*PROBLEM DETAILS*.
Quote every one of the records below word for word, keeping each line unchanged.

*RECORDED INFORMATION*.

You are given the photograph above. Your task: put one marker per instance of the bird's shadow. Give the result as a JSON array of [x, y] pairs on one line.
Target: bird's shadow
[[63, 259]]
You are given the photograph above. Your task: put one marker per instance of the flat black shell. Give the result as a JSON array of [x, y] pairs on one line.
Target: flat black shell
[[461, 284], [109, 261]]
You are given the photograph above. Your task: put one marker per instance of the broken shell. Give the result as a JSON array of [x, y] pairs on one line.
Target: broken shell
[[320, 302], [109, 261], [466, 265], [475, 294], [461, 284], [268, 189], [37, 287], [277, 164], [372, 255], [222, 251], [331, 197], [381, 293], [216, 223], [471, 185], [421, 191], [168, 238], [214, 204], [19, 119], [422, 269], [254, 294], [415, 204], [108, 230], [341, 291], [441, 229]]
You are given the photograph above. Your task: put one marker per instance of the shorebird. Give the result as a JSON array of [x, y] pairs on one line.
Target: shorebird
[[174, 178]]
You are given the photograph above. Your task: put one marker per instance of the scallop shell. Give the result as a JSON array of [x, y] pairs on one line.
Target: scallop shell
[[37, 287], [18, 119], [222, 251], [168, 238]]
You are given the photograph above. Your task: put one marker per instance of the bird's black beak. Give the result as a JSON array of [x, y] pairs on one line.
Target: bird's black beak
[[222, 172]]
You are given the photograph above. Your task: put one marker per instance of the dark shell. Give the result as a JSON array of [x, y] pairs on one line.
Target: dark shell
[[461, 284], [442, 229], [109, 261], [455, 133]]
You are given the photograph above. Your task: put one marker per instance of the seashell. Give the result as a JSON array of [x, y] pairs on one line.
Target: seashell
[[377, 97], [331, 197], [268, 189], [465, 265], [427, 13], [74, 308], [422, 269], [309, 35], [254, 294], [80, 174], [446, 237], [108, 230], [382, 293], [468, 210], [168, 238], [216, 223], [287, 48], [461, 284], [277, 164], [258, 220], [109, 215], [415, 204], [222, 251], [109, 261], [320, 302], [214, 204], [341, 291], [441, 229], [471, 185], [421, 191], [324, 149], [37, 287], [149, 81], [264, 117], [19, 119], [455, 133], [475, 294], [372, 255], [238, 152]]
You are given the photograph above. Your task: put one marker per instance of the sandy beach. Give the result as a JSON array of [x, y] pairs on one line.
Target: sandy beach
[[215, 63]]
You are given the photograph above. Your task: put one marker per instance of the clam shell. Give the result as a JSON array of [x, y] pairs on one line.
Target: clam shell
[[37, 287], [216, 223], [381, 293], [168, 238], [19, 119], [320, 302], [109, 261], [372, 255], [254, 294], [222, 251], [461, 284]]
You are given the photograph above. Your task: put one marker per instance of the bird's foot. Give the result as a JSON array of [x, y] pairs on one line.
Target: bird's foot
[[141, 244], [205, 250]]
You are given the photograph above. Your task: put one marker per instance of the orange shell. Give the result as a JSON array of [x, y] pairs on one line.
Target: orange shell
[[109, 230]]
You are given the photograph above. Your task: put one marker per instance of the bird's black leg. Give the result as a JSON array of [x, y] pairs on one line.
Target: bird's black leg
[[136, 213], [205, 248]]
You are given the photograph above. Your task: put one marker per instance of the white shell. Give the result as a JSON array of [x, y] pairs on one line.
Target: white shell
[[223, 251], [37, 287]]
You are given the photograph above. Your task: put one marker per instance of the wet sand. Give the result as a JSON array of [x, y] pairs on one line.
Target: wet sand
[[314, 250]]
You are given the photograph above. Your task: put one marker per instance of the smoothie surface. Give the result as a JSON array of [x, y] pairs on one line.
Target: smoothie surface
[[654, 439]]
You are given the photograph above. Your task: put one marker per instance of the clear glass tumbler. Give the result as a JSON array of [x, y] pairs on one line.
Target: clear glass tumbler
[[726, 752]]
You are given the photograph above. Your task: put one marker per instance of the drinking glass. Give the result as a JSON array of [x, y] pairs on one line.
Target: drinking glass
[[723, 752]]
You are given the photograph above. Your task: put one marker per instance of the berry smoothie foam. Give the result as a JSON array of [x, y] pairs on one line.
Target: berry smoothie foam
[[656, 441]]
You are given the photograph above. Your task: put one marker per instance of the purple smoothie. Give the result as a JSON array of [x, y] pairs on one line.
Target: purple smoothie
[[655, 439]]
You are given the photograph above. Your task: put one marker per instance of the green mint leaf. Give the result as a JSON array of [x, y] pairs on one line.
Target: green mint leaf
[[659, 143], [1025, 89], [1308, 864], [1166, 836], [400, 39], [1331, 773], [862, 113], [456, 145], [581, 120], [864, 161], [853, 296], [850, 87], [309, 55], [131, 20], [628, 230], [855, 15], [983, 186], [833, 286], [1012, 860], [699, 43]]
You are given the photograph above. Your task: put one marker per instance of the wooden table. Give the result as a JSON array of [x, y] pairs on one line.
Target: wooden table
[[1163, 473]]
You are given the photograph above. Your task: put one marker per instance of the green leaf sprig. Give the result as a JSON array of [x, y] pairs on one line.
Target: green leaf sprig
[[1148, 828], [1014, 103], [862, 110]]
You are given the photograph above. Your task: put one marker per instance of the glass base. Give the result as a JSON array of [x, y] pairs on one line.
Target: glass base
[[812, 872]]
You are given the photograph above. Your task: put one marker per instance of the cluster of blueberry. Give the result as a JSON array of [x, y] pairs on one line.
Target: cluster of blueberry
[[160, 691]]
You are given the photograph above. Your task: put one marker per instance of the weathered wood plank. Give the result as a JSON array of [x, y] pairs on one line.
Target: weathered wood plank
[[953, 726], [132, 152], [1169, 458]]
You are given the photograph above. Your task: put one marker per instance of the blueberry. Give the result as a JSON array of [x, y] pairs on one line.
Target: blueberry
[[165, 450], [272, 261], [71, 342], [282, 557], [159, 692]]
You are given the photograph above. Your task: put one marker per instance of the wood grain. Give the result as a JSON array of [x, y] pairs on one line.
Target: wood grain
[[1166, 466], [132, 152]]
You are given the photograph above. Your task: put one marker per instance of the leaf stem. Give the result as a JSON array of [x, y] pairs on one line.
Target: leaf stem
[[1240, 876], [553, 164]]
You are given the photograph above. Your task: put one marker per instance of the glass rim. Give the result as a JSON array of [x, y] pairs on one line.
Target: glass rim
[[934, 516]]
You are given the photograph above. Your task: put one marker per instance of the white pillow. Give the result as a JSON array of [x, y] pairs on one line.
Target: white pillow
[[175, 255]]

*RESPONSE FOR THIS EXERCISE*.
You are given the photograph above. Your task: put one marker per instance of the bird's shadow. Give the result as a JSON array of [x, y] pairs on one line.
Target: bird's shadow
[[63, 259]]
You are given the photograph above. Your task: put one marker per instance of the flat black shell. Give the result as a JSON array of [x, y] pairs on one line.
Target: flat black shell
[[461, 284], [109, 261]]
You are given the photograph above. Your task: put one marker per instance of the broken shell. Give the result as a JSON array of [x, y] pairs on one line.
Target: broken shell
[[320, 302], [109, 261], [466, 265], [475, 294], [461, 284], [268, 189], [37, 287], [277, 164], [372, 255], [222, 251], [331, 197], [381, 293], [216, 223], [471, 185], [421, 191], [168, 238], [214, 204], [19, 119], [422, 269], [254, 294], [415, 204], [108, 230], [341, 291], [441, 229]]
You are given the photograph above. Your task: put one marker per instance of the shorebird. Give the result as a JSON array of [x, y] pairs on one line.
Target: shorebird
[[174, 178]]
You are given the photograph above. Your task: put one marker per instance of the scallop shell. Give the result as a JSON array of [x, y] pairs on one line.
Target: scallop shell
[[37, 287], [18, 119], [222, 251], [168, 238]]
You are given the photograph above. Your task: put one marker per instance of the bird's black beak. Give the result as a JSON array of [x, y] pairs on one line.
Target: bird's black beak
[[222, 172]]
You are given the photograph above. Your task: put one marker per instance of the dark shell. Give the result as a JSON array of [x, y] pairs on one line.
Target: dark shell
[[461, 284], [442, 229], [109, 261], [455, 133]]
You are given the photograph above. Your task: put one marker per instance of the seashell. Give the result as a JSON array of [x, y] pairs on one line.
Target: seashell
[[377, 97], [331, 197], [268, 189], [465, 265], [427, 13], [74, 308], [422, 269], [309, 35], [254, 294], [80, 174], [446, 237], [108, 230], [382, 293], [468, 210], [168, 238], [216, 223], [287, 48], [461, 284], [277, 164], [258, 220], [109, 215], [415, 204], [222, 251], [109, 261], [320, 302], [214, 204], [341, 291], [441, 229], [471, 185], [421, 191], [324, 149], [37, 287], [149, 81], [264, 117], [19, 119], [455, 133], [475, 294], [372, 255], [238, 152]]
You are given the photograph above. Your task: put one marker per instance of the sandy beach. Give the result as a JSON array of [x, y] pairs on one line.
Target: sandy beach
[[215, 63]]
You are given the photograph above. Your task: put one marker per instance of the clam shell. Give the result as a JSON array of [x, y] pairs on one line.
Target: clam shell
[[37, 287], [216, 223], [381, 293], [168, 238], [19, 119], [320, 302], [109, 261], [372, 255], [254, 294], [222, 251], [461, 284]]
You are given the photograph above. Your task: put one marker per instance of the bird's foot. Give the result as a JSON array of [x, y] pairs on one line.
Target: bird's foot
[[141, 244], [205, 250]]
You are given the photograph above. Your task: put one marker per instance of the orange shell. Give the result as a JSON array of [x, y] pairs on one line.
Target: orange shell
[[109, 230]]
You are given the photograph above. Your task: put one marker per instance of the bird's black leg. Give the result as a JSON array of [x, y] pairs on one line.
Target: bird's black leg
[[136, 213], [205, 248]]
You are given the photograph above. Your task: put one marker per instance of the white shell. Give the result as a JSON array of [x, y] pairs on one line.
Target: white shell
[[223, 251], [37, 287]]
You are given the photograph above. Your task: put one marker per instance of the wet sand. Give the result as a JSON array of [x, y] pairs on one line.
Target: wet sand
[[314, 250]]
You are given the photograph above. Your task: put one marker per instance of the smoothie surface. Give the result as a JSON array of [x, y] pairs on one line.
Target: smoothie surface
[[654, 439]]
You are given the photograph above. Your task: put one marker per instance of the clear glass tumbler. Give the result as a JSON array of [x, y] pairs on one line.
Target: clear glass tumbler
[[726, 752]]
You are given the photograph above. Your task: put one marker per instance of the drinking glass. Give the result as a JSON array of [x, y] pairs on one line.
Target: drinking glass
[[723, 752]]
You are given the photograph above. Your task: put one marker per instance of the berry smoothie foam. Give the result as a JSON array of [x, y] pairs on one line.
Target: berry smoothie foam
[[656, 441]]
You are given the photograph above. Your task: put one marker per instance of the purple smoothie. Give the result as a JSON array of [x, y] pairs on one line.
Target: purple smoothie
[[655, 439]]
You are given the photograph above. Your task: put one marker per instance of the green mint leaf. Give the result as a JSON array of [x, y] pairs on one line.
Target: green mint leaf
[[659, 143], [1025, 89], [1308, 864], [1166, 836], [400, 39], [1331, 773], [862, 113], [456, 145], [581, 120], [864, 161], [853, 296], [850, 87], [309, 55], [131, 20], [628, 230], [855, 15], [983, 186], [833, 286], [1012, 860], [699, 43]]
You are given the photograph above. Your task: put one marker per instance of the wooden table. Give the result as a JSON array of [x, y] pairs on one line.
Target: wooden table
[[1163, 473]]
You are given the photograph above. Your task: put one marker per instance of the green leaf sprig. Give the result as a JSON array of [x, y] pairs on one line.
Target: green leaf sprig
[[1148, 828], [1014, 103], [862, 110]]
You are given the photograph above. Your task: put one marker per instance of the glass base. Give the result as a JSON array of [x, y] pairs on one line.
Target: glass base
[[812, 872]]
You are given the photograph above. Your task: put one marker per instance of the cluster of blueberry. Give the result as a JSON array of [x, y] pairs on one line.
Target: cluster of blueberry
[[160, 691]]
You are given the photograph above. Your task: put one marker per instance of the weathered wood plank. Give the result as a JSON array of [x, y] pairs on one line.
Target: weathered wood plank
[[953, 726], [132, 152], [1169, 458]]
You are given the photograph above. Your task: put one marker per instance of the blueberry. Give the result as a JSON array of [x, y] pairs on one line.
Target: blueberry
[[165, 450], [272, 261], [71, 342], [282, 557], [159, 692]]
You are given the photograph above. Your task: put one marker per instance of the wood grain. Give the result as a JSON array of [x, y] pairs on one line.
Target: wood grain
[[1166, 466], [132, 152]]
You are given the photograph above. Your task: put one marker per instance of the leaf stem. Give the result as a JSON array of [x, y] pairs on one line.
Target: leaf stem
[[1240, 876], [553, 164]]
You are given the photograph above. Your task: put one marker per instance of the glass rim. Give the result as a JSON array of [x, y] pairs on one line.
Target: glass rim
[[934, 516]]
You are given the photograph above. Your task: put one marker per instance of the white pillow. Give the result as a JSON array of [x, y] pairs on one line.
Target: white pillow
[[175, 255]]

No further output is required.